#### [TASK REQUIREMENTS]
Return the run of lines below that opens with the line containing "[(123, 11)]" and closes with the line containing "[(409, 42), (187, 158), (5, 216)]", keeping each one exact.

#### [RECORDS SHOWN]
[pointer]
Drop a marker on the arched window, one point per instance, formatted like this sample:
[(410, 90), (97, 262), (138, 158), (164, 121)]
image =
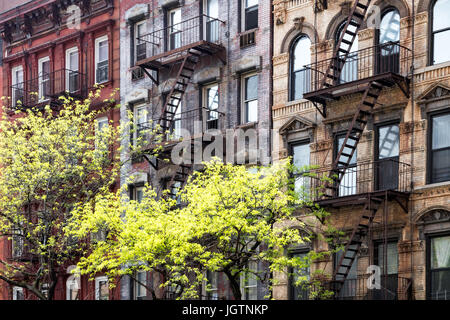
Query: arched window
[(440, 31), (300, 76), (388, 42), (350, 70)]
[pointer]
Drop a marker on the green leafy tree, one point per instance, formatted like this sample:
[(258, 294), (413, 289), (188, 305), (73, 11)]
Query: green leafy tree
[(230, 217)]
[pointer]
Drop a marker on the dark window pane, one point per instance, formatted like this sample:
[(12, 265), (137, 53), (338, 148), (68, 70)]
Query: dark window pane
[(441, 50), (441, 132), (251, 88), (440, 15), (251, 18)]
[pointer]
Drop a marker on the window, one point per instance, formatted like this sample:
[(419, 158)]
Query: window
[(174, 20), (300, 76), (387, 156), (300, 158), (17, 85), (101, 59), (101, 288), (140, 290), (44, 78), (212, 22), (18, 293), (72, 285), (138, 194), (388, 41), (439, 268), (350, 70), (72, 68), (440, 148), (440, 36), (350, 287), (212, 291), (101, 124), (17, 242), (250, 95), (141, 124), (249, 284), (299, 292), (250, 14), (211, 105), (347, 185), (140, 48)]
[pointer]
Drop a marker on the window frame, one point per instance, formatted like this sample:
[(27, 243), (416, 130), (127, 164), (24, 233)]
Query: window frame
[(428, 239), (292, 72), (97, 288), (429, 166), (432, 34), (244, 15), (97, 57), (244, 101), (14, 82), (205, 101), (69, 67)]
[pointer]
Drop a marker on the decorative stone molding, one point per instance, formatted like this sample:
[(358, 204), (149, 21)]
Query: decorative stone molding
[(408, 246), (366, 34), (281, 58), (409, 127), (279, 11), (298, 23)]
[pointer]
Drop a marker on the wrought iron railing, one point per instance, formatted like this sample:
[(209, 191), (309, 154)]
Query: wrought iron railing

...

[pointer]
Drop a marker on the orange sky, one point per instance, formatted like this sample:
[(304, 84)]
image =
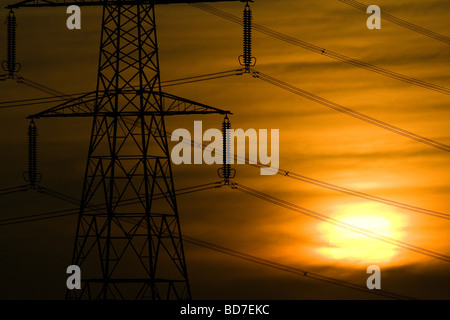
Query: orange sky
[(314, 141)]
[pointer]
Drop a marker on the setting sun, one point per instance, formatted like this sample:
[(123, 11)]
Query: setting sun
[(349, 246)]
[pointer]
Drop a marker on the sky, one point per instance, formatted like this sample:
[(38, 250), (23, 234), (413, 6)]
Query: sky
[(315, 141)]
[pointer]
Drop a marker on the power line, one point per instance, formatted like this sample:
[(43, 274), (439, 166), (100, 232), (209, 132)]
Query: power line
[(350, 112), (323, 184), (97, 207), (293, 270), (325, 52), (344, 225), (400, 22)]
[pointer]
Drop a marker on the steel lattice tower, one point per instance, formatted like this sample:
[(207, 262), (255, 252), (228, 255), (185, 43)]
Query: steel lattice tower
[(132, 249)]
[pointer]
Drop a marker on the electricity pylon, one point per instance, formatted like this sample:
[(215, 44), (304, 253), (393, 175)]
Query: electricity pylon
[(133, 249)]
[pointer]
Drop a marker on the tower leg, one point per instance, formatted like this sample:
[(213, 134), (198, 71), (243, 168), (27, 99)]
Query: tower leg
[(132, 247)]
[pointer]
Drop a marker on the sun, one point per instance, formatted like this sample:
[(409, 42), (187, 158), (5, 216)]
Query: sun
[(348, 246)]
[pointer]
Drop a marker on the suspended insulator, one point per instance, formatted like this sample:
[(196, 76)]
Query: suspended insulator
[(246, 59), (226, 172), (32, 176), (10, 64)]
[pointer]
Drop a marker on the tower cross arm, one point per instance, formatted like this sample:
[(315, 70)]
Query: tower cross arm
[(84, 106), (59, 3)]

#### [ANSWER AREA]
[(123, 11)]
Query: setting sun
[(349, 246)]
[pointer]
Drop a marker on the sky, one point per instance, formatted like this sample:
[(38, 250), (23, 234), (413, 6)]
Query: sky
[(315, 141)]
[pointer]
Drop a marker on the power line, one point per instance, formatted like this sample:
[(43, 274), (439, 166), (100, 232), (209, 132)]
Query: power line
[(350, 112), (323, 184), (97, 207), (293, 270), (325, 52), (344, 225), (400, 22)]
[pointer]
Drop a marker on the steel lattice tower, one point per instance, formatted like this sample:
[(207, 262), (255, 252), (228, 255), (185, 43)]
Query: steel lattice tower
[(132, 249)]
[pointer]
Drop a marker on the electricity pylon, one point per instance, formatted like this sample:
[(215, 44), (304, 253), (393, 175)]
Query: electricity pylon
[(133, 249)]
[pointer]
Drop a marker on the tower leg, one point per instance, formatted like this sample:
[(213, 134), (198, 71), (243, 168), (27, 99)]
Query: tower leg
[(132, 247)]
[pointer]
Drop a marker on the sun, one point per instance, formatted like this sample:
[(409, 42), (187, 158), (5, 216)]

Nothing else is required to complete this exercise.